— BEGIN Items —

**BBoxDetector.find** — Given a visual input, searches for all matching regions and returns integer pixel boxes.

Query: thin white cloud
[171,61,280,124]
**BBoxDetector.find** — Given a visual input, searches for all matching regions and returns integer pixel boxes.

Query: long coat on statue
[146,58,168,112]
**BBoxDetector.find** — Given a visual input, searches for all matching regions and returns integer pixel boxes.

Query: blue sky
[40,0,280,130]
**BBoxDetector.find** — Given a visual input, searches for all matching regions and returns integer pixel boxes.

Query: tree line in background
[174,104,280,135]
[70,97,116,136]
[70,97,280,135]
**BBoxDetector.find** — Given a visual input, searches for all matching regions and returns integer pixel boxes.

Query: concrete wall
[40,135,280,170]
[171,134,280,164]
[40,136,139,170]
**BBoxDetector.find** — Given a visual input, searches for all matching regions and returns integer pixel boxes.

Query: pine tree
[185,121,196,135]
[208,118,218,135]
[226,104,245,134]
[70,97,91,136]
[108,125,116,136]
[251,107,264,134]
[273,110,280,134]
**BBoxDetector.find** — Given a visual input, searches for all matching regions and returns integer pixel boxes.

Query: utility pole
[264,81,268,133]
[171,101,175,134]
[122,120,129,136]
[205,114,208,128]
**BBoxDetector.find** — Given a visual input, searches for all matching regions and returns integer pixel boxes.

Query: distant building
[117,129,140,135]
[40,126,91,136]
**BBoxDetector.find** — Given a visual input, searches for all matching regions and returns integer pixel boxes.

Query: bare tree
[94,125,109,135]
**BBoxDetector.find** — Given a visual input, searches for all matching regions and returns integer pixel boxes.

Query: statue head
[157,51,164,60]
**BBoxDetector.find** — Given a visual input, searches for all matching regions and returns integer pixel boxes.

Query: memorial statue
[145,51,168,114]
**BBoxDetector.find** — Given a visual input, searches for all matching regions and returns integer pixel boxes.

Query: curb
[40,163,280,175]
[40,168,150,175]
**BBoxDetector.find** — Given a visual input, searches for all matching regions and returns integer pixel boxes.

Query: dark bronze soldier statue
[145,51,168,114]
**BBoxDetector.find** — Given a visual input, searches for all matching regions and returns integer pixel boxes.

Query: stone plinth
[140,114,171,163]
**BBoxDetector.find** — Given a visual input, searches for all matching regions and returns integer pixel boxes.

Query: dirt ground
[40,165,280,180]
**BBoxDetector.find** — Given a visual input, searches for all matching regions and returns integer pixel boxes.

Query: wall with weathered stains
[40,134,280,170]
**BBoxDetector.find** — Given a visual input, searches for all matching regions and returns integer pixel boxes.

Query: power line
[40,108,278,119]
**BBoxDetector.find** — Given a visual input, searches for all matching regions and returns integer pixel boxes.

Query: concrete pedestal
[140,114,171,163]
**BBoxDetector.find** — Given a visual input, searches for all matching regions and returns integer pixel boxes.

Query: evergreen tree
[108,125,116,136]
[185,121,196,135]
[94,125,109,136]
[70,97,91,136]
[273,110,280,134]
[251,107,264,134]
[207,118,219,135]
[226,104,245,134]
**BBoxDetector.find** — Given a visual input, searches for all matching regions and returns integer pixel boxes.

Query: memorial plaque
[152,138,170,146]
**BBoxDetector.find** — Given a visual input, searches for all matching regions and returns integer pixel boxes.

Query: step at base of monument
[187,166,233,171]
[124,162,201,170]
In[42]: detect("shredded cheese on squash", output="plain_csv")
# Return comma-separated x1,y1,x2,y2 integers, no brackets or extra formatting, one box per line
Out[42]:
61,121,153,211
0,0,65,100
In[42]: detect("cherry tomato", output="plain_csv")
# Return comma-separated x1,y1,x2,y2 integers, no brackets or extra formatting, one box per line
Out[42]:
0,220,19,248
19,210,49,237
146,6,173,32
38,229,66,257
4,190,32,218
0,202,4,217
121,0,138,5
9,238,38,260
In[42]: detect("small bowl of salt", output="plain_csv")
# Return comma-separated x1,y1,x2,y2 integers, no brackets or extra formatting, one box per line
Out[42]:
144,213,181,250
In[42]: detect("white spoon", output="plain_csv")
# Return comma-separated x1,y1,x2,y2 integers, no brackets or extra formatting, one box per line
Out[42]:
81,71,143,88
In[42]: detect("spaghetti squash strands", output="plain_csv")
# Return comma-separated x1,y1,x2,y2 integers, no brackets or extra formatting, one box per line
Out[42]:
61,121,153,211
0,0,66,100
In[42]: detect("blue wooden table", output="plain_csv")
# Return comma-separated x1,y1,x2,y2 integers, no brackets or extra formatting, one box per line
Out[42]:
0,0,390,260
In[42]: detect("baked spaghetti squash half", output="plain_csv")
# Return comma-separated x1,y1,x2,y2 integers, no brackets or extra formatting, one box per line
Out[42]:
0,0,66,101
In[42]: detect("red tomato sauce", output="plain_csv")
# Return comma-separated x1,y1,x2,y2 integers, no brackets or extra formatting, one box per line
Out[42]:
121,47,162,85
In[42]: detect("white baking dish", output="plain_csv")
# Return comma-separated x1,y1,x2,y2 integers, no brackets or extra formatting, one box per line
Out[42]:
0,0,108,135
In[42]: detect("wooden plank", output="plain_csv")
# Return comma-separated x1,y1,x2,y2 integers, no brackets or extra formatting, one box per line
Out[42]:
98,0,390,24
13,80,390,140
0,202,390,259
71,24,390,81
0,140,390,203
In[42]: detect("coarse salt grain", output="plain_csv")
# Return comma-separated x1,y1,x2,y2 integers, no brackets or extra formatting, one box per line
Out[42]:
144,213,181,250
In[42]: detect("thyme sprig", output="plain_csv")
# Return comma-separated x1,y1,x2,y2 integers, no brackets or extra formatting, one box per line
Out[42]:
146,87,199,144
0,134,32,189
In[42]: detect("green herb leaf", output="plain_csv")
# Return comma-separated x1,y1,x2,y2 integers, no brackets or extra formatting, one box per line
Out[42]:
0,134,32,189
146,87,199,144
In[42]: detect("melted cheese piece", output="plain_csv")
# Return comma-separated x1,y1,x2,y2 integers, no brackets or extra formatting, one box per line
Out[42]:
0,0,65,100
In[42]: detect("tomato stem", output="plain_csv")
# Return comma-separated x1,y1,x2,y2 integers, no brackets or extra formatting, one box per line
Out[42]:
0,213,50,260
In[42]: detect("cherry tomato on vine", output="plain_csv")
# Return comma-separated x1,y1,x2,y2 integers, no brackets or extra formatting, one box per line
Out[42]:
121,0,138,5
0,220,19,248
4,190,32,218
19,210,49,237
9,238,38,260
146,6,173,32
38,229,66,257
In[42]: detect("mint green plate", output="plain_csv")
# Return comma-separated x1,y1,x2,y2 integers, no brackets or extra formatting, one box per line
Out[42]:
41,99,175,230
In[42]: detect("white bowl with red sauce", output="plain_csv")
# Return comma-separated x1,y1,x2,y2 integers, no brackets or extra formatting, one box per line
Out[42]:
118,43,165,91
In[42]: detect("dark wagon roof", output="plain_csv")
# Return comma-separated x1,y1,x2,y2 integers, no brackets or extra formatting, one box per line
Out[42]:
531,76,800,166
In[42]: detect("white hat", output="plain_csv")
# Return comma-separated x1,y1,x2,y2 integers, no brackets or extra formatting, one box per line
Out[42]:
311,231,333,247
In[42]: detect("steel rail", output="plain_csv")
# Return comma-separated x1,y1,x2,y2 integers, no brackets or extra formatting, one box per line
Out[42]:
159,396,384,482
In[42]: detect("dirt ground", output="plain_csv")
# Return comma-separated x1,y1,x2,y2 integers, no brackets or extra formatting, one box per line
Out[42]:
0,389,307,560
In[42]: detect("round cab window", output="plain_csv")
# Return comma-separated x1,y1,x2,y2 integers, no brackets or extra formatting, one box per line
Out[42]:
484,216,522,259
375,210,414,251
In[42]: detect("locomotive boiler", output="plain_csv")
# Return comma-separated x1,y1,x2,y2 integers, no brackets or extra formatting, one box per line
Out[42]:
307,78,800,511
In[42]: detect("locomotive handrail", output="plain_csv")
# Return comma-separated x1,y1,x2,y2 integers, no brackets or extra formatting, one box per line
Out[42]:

— END Items —

▶ _Challenge_
Count the lines in the rows above that contain the word "blue". Reply with the number only.

▶ _Exercise answer_
2